Pull out each line of the records holding the string "burnt".

Entries shown:
-*-

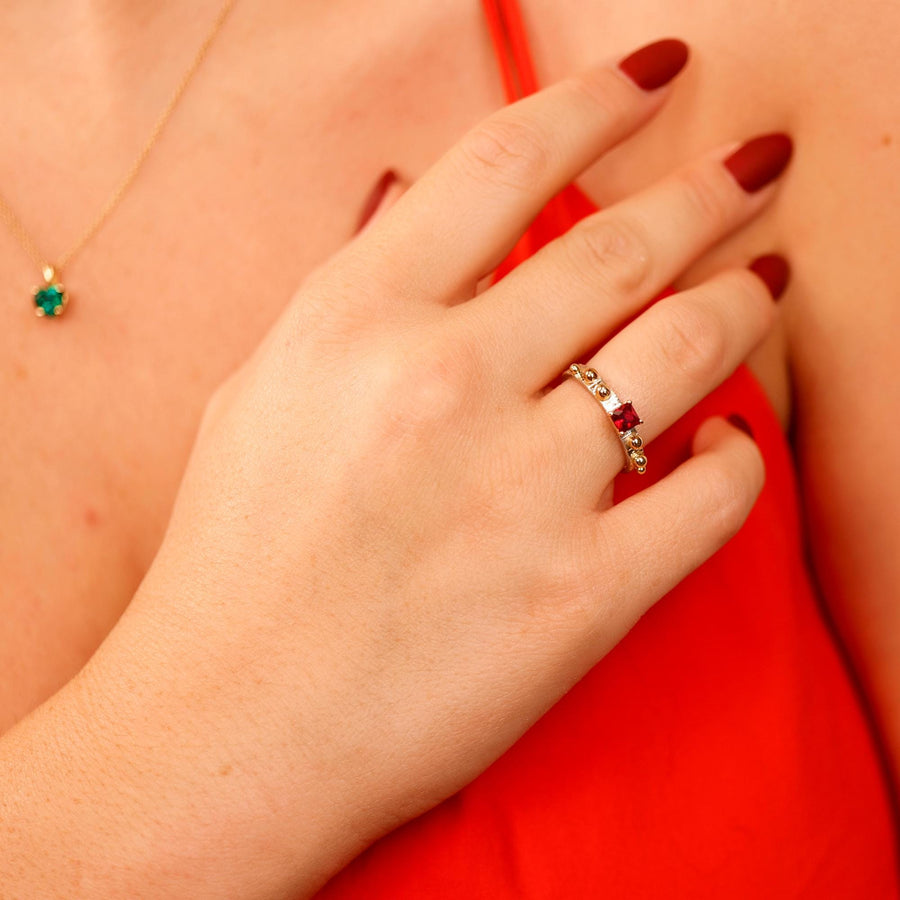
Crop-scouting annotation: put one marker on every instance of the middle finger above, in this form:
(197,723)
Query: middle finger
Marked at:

-*-

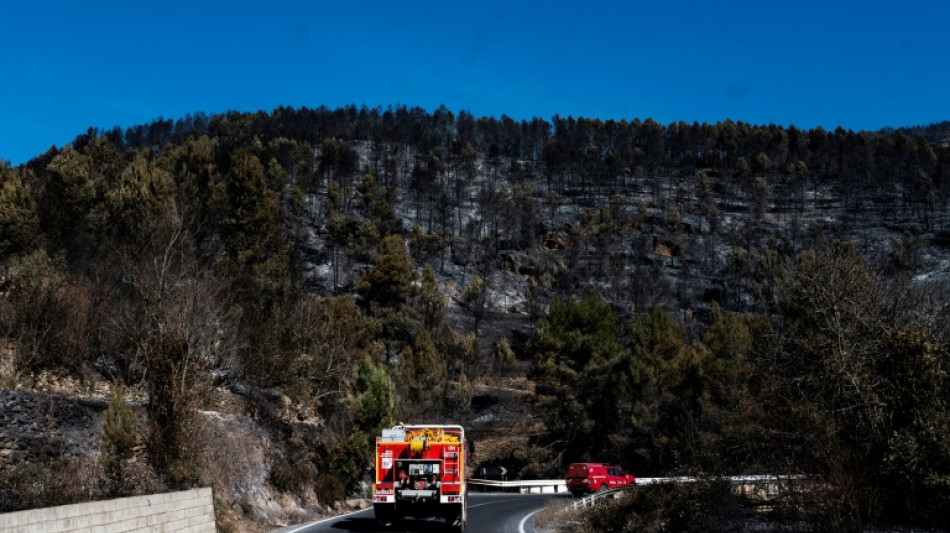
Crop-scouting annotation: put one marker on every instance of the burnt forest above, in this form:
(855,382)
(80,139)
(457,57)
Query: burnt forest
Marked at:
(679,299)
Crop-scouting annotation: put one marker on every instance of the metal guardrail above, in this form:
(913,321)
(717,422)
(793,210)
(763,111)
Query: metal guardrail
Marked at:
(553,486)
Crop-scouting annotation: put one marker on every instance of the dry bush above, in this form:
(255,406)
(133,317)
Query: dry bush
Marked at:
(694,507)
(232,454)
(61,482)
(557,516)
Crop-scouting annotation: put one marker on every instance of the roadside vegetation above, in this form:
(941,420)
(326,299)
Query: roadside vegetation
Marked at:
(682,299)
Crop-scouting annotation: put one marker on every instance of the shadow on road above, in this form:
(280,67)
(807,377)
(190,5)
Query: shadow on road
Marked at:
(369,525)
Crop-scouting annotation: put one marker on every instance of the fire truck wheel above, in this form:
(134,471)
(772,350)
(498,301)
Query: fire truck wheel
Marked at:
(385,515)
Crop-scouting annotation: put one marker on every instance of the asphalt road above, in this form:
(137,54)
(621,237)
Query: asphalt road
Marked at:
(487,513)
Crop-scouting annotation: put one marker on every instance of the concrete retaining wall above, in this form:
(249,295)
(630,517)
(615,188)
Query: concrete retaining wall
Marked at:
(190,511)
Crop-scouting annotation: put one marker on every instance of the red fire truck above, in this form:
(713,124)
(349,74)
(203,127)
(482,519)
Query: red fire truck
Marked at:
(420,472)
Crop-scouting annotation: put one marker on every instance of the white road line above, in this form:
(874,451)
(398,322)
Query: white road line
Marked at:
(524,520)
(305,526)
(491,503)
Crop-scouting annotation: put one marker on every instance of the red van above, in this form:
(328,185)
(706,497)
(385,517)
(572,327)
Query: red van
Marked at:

-*-

The answer:
Crop-scouting annotation: put one marker on every instance of the burnt forest above, in this form:
Query: burnt forest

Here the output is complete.